------ Source

📝 Exercise M5.02#

The aim of this exercise is to find out whether a decision tree model is able to extrapolate.

By extrapolation, we refer to values predicted by a model outside of the range of feature values seen during the training.

We will first load the regression data.

import pandas as pd

penguins = pd.read_csv("../datasets/penguins_regression.csv")

feature_name = "Flipper Length (mm)"
target_name = "Body Mass (g)"
data_train, target_train = penguins[[feature_name]], penguins[target_name]


If you want a deeper overview regarding this dataset, you can refer to the Appendix - Datasets description section at the end of this MOOC.

First, create two models, a linear regression model and a decision tree regression model, and fit them on the training data. Limit the depth at 3 levels for the decision tree.

# Write your code here.

Create a synthetic dataset containing all possible flipper length from the minimum to the maximum of the training dataset. Get the predictions of each model using this dataset.

# Write your code here.

Create a scatter plot containing the training samples and superimpose the predictions of both models on the top.

# Write your code here.

Now, we will check the extrapolation capabilities of each model. Create a dataset containing a broader range of values than your previous dataset, in other words, add values below and above the minimum and the maximum of the flipper length seen during training.

# Write your code here.

Finally, make predictions with both models on this new interval of data. Repeat the plotting of the previous exercise.

# Write your code here.

------------

**What is asked:**
A – According to the exercise, how many levels deep should the decision tree be limited to?
B – Reproduce the stretch of the exercise from "Now, we will" through "the previous exercise.".

------ Records provided

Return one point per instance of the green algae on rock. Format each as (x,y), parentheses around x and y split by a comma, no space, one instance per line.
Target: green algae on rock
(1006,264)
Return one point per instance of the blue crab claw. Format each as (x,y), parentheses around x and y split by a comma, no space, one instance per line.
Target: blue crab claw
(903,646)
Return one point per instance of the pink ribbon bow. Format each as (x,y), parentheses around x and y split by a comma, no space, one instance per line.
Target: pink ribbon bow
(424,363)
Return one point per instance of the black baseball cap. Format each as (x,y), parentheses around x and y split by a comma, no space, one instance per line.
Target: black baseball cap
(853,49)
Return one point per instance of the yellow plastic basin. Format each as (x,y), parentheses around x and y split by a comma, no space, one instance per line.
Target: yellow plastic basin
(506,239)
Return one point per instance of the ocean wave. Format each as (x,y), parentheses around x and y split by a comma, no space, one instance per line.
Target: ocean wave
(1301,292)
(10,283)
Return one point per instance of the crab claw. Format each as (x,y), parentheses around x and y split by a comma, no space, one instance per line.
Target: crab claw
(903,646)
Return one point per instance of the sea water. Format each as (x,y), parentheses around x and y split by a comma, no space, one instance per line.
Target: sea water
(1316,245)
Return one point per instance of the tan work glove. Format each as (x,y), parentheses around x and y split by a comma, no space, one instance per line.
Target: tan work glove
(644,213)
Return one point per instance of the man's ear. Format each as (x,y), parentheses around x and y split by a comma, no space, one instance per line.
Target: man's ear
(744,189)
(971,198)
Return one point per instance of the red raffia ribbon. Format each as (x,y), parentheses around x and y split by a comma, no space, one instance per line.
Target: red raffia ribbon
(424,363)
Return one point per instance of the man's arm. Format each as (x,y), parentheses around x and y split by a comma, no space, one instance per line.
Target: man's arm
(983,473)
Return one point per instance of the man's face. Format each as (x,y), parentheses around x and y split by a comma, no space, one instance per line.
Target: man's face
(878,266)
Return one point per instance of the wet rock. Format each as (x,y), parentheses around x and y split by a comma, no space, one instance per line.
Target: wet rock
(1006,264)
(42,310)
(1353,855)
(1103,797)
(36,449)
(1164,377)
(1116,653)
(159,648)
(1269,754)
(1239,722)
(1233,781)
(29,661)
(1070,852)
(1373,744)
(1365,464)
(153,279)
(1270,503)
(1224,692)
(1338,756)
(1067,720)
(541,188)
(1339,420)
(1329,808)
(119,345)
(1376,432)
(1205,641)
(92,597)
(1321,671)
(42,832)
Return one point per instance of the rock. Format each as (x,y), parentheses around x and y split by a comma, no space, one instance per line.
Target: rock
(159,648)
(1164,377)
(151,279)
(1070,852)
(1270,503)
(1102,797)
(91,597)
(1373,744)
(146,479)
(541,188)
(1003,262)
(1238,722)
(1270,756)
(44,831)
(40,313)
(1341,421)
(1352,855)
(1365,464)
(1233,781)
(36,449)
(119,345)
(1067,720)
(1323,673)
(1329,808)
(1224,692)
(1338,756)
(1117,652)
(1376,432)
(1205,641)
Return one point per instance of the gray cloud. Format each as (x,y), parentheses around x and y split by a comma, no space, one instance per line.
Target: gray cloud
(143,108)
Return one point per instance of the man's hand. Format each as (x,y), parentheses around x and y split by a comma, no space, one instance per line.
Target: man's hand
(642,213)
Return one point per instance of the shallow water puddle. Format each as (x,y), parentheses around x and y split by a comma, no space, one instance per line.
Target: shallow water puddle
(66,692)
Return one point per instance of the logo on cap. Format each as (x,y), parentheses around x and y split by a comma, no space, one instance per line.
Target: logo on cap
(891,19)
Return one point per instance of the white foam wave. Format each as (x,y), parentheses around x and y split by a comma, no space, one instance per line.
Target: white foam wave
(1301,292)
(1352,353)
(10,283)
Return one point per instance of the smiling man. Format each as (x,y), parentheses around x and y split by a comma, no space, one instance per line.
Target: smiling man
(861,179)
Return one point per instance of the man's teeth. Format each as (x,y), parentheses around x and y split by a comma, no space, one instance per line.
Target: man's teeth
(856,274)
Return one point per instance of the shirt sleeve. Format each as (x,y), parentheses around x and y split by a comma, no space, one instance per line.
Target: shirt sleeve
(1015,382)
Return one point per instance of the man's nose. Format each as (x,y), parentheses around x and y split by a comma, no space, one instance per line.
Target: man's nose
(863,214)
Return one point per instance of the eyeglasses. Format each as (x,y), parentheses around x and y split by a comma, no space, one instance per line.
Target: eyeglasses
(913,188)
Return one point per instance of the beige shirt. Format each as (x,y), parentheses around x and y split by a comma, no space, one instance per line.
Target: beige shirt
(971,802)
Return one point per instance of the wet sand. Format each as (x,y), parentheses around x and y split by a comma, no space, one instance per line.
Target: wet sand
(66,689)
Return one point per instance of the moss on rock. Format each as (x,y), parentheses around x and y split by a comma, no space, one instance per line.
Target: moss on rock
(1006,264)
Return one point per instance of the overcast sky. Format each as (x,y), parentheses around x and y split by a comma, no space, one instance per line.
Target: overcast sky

------------

**Problem solutions:**
A – 3 levels.

B –
Now, we will check the extrapolation capabilities of each model. Create a dataset containing a broader range of values than your previous dataset, in other words, add values below and above the minimum and the maximum of the flipper length seen during training.

# Write your code here.

Finally, make predictions with both models on this new interval of data. Repeat the plotting of the previous exercise.